* Begin DATASET EXCERPTS *

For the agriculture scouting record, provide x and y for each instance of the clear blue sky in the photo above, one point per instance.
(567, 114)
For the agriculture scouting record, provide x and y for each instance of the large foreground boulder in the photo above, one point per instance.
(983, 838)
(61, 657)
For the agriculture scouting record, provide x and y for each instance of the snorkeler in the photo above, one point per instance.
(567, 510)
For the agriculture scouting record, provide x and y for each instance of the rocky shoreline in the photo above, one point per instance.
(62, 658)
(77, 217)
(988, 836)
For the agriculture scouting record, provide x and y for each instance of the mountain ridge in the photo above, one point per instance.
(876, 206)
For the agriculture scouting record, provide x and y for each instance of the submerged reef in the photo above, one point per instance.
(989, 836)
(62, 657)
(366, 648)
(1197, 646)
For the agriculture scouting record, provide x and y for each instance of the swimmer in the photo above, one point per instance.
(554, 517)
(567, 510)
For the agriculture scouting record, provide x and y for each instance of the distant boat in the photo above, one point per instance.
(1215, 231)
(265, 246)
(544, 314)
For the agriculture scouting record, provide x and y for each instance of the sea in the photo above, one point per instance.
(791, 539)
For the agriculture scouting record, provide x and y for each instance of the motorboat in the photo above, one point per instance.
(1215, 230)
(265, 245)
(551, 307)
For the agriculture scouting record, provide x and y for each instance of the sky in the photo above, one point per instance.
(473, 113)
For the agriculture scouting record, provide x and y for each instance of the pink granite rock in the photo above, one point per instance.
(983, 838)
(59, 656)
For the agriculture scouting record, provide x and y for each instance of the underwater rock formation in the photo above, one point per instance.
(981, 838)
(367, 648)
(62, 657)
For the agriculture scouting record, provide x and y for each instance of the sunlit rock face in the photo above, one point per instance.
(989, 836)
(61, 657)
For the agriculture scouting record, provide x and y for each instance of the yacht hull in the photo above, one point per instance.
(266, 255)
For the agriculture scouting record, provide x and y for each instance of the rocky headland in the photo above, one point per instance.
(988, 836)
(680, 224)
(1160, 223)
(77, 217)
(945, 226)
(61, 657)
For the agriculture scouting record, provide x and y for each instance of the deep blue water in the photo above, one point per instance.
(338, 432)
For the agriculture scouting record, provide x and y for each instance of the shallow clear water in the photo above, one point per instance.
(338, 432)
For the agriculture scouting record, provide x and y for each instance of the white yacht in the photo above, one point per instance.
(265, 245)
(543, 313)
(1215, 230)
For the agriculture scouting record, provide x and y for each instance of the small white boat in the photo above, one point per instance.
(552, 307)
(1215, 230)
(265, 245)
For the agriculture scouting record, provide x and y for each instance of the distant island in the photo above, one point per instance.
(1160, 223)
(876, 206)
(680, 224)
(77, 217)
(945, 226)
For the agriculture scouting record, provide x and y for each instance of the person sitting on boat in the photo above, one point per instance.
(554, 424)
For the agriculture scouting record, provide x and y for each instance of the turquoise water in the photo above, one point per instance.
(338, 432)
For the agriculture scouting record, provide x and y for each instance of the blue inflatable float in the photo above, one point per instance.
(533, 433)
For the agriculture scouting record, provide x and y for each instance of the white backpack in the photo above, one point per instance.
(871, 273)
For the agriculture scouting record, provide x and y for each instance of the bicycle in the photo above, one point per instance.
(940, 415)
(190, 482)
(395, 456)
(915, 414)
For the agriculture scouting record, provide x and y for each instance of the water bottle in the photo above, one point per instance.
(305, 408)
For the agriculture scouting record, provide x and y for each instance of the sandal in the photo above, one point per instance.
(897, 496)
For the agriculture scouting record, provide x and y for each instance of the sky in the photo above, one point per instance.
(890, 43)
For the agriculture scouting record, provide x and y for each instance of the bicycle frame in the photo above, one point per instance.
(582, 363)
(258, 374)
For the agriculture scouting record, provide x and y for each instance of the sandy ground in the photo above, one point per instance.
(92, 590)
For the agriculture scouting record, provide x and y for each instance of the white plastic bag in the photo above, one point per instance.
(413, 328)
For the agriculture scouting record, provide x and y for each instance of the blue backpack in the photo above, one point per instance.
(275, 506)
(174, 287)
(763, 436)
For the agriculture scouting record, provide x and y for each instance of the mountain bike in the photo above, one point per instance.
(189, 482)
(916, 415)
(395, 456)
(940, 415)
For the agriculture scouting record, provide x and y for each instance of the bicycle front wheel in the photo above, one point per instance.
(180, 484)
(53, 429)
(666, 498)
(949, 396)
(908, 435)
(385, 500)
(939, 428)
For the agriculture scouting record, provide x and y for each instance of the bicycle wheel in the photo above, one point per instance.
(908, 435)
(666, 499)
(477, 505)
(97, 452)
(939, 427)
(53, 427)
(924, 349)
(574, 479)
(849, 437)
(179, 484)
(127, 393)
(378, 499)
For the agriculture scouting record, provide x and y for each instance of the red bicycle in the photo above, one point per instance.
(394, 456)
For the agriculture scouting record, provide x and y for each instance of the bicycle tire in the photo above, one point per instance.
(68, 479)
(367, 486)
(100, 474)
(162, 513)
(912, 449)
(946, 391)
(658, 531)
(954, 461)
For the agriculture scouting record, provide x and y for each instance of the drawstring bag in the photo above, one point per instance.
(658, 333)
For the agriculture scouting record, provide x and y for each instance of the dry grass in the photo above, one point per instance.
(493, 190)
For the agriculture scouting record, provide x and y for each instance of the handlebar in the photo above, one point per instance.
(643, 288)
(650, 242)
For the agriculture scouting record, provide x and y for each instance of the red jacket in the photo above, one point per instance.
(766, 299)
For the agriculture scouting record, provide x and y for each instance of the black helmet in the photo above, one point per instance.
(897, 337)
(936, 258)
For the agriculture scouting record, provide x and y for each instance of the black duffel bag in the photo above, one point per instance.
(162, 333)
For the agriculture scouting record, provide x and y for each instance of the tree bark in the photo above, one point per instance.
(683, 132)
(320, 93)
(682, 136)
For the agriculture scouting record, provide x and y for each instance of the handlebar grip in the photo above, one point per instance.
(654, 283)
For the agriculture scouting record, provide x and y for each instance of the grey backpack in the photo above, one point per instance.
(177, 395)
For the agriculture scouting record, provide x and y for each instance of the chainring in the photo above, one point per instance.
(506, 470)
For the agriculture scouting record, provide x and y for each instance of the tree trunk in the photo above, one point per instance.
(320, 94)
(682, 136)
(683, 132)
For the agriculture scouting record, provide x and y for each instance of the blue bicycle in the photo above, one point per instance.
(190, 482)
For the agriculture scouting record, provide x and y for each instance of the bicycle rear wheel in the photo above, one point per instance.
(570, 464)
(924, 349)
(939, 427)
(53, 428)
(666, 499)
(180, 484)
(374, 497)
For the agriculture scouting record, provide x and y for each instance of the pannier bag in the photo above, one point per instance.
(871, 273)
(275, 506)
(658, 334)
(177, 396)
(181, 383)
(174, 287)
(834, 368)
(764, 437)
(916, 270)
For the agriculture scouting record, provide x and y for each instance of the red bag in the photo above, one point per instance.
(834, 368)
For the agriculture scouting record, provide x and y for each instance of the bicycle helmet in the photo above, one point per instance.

* End DATASET EXCERPTS *

**THE PROBLEM:** Faithfully reproduce all of the records, character for character.

**WRITTEN ANSWER:**
For the agriculture scouting record, provide x and y for each instance of the clear blue sky in the photo above, one point per instance.
(567, 114)
For the agriculture scouting record, provide x and y for each instance of the large foreground boulder in the photo above, one point per instance.
(983, 838)
(61, 657)
For the agriculture scouting record, provide x and y for each instance of the snorkeler in the photo above, one point per instance.
(567, 510)
For the agriculture scouting record, provide x and y for each instance of the rocky shoreline in the photo above, one point per instance.
(62, 658)
(77, 217)
(988, 836)
For the agriculture scouting record, provide x and y for each instance of the mountain ridge in the photo above, one point per instance.
(876, 206)
For the agriculture scouting record, provide x and y for each instance of the submerged reef in the photo above, one point per instance.
(989, 836)
(62, 657)
(366, 648)
(1197, 646)
For the agriculture scouting record, provide x and y for each instance of the swimmer in the photo above, one point per instance.
(554, 517)
(567, 510)
For the agriculture scouting record, provide x and y for each instance of the distant boat in the photo above, one point per instance.
(1215, 231)
(265, 246)
(544, 314)
For the agriculture scouting record, provide x and y for each instance of the sea in the photo above, one point per instance.
(791, 539)
For the agriculture scouting record, provide x and y for each instance of the motorboat in the photo above, one point per instance.
(1215, 230)
(265, 245)
(551, 307)
For the agriculture scouting record, provide x and y for each instance of the sky in the photo above, one point per instance.
(473, 113)
For the agriculture scouting record, provide x and y for each instance of the pink granite rock in the photo above, one point per instance.
(983, 838)
(59, 656)
For the agriculture scouting record, provide x and y for each instance of the underwater rock formation in the photo above, one point per instance.
(981, 838)
(367, 648)
(62, 657)
For the agriculture scouting record, provide x and y for each instance of the sunlit rock face in the photo above, one point per instance.
(989, 836)
(61, 657)
For the agriculture scouting record, provide x and y for each instance of the yacht hull in the photo above, one point per instance.
(266, 255)
For the agriculture scouting record, provide x and y for each instance of the rocky headland in the photo above, one point per instance.
(988, 836)
(680, 224)
(1160, 223)
(77, 217)
(945, 226)
(61, 657)
For the agriculture scouting record, provide x and y for each instance of the deep blue water in the photo above, one point per instance.
(338, 432)
For the agriculture scouting record, provide x and y for each instance of the shallow clear water in the photo above, one point per instance.
(338, 432)
For the agriculture scouting record, provide x and y for each instance of the white yacht in the photo above, one point per instance.
(265, 245)
(543, 313)
(1215, 230)
For the agriculture scouting record, provide x and y for each instance of the small white boat in the photo above, one point per instance.
(552, 307)
(1215, 230)
(265, 245)
For the agriculture scouting record, provide x and y for each instance of the distant island in the photo above, one point per instance.
(1160, 223)
(876, 206)
(680, 224)
(77, 217)
(945, 226)
For the agriculture scouting record, provide x and y for each instance of the person sitting on boat in the photo above, one point per instance.
(554, 424)
For the agriculture scouting record, provide x and y for each instance of the turquoise water in the photo above, one point per instance.
(338, 432)
For the agriculture scouting record, provide x and y for each instance of the blue inflatable float in the photo above, one point per instance.
(533, 433)
For the agriculture scouting record, provide x and y for each instance of the white backpack in the photo above, one point per instance.
(871, 273)
For the agriculture scouting record, provide x and y for each instance of the bicycle in the photo above, one point per instance.
(940, 415)
(190, 482)
(395, 456)
(915, 414)
For the agriculture scouting record, provide x and y for each instance of the water bottle in the photo above, one point per instance.
(305, 408)
For the agriculture scouting record, provide x and y for each instance of the sandal in the photo above, one point per instance.
(897, 496)
For the agriculture scouting record, provide x and y for each instance of the sky in the photo above, one point per instance.
(890, 43)
For the agriculture scouting record, provide x and y for each instance of the bicycle frame in the photo above, one point per instance.
(582, 363)
(258, 374)
For the agriculture scouting record, provide x and y for each instance of the sandy ground in the photo above, one point per instance.
(92, 590)
For the agriculture scouting record, provide x and y for each instance of the white plastic bag in the photo above, one point per instance.
(413, 328)
For the agriculture scouting record, provide x and y for each instance of the blue backpack in the photo above, one point per instance.
(275, 506)
(174, 287)
(763, 436)
For the agriculture scouting record, provide x and y for each instance of the mountain bike in the photo above, one point per instance.
(189, 482)
(916, 415)
(395, 456)
(940, 415)
For the agriculture scouting record, provide x and y for each instance of the bicycle front wheel in the photo above, one point per instance.
(180, 484)
(53, 429)
(666, 498)
(949, 396)
(908, 435)
(385, 500)
(939, 428)
For the agriculture scouting record, provide x and y for each instance of the bicycle wheel in the photo above, one point per instance.
(908, 435)
(666, 499)
(477, 505)
(97, 452)
(939, 427)
(53, 427)
(924, 349)
(574, 479)
(849, 437)
(179, 484)
(127, 393)
(378, 499)
For the agriculture scouting record, provide x and y for each instance of the red bicycle in the photo above, one point per instance.
(394, 456)
For the agriculture scouting record, provide x and y for each instance of the bicycle tire in the photo above, one point per instance.
(68, 479)
(367, 486)
(100, 474)
(162, 513)
(912, 449)
(946, 391)
(658, 531)
(954, 461)
For the agriculture scouting record, provide x and y for each instance of the drawstring bag in the photo above, one point per instance.
(658, 333)
For the agriculture scouting record, provide x and y for each instance of the dry grass in the photo above, one point per instance.
(493, 190)
For the agriculture scouting record, provide x and y for each instance of the handlebar in the photo above, one point per instance.
(643, 288)
(650, 242)
For the agriculture scouting record, provide x and y for each instance of the red jacket in the photo above, one point per instance.
(766, 299)
For the agriculture scouting record, provide x and y for each instance of the black helmet in the photo above, one point per instance.
(897, 337)
(936, 258)
For the agriculture scouting record, provide x and y for each instance of the black duffel bag in the photo above, one point per instance.
(162, 333)
For the agriculture scouting record, provide x and y for each instance of the tree bark in the photo above, one point per instance.
(683, 132)
(320, 93)
(682, 136)
For the agriculture scouting record, provide x and y for each instance of the handlebar grip in the photo above, one point per instance.
(654, 283)
For the agriculture scouting record, provide x and y for each instance of the grey backpack in the photo above, one point per instance.
(177, 395)
For the agriculture scouting record, provide x and y for each instance of the chainring in the photo above, one point per instance.
(506, 470)
For the agriculture scouting record, provide x and y for each instance of the tree trunk in the photo above, one point per instance.
(320, 94)
(682, 136)
(683, 132)
For the agriculture scouting record, provide x and y for each instance of the blue bicycle in the photo above, one point per instance.
(190, 482)
For the agriculture scouting record, provide x and y for each instance of the bicycle rear wheel in the photo above, one point per instance.
(570, 464)
(924, 349)
(939, 427)
(53, 428)
(666, 499)
(180, 484)
(374, 497)
For the agriculture scouting record, provide x and y for each instance of the pannier bag in the photo above, one point per instance.
(871, 273)
(275, 506)
(658, 334)
(177, 396)
(181, 383)
(174, 287)
(834, 368)
(764, 437)
(916, 270)
For the agriculture scouting record, provide x and y for each instance of the red bag in the photo above, one point per instance.
(834, 368)
For the agriculture scouting record, provide x and y for each instance of the bicycle helmet in the photo above, one point per instance.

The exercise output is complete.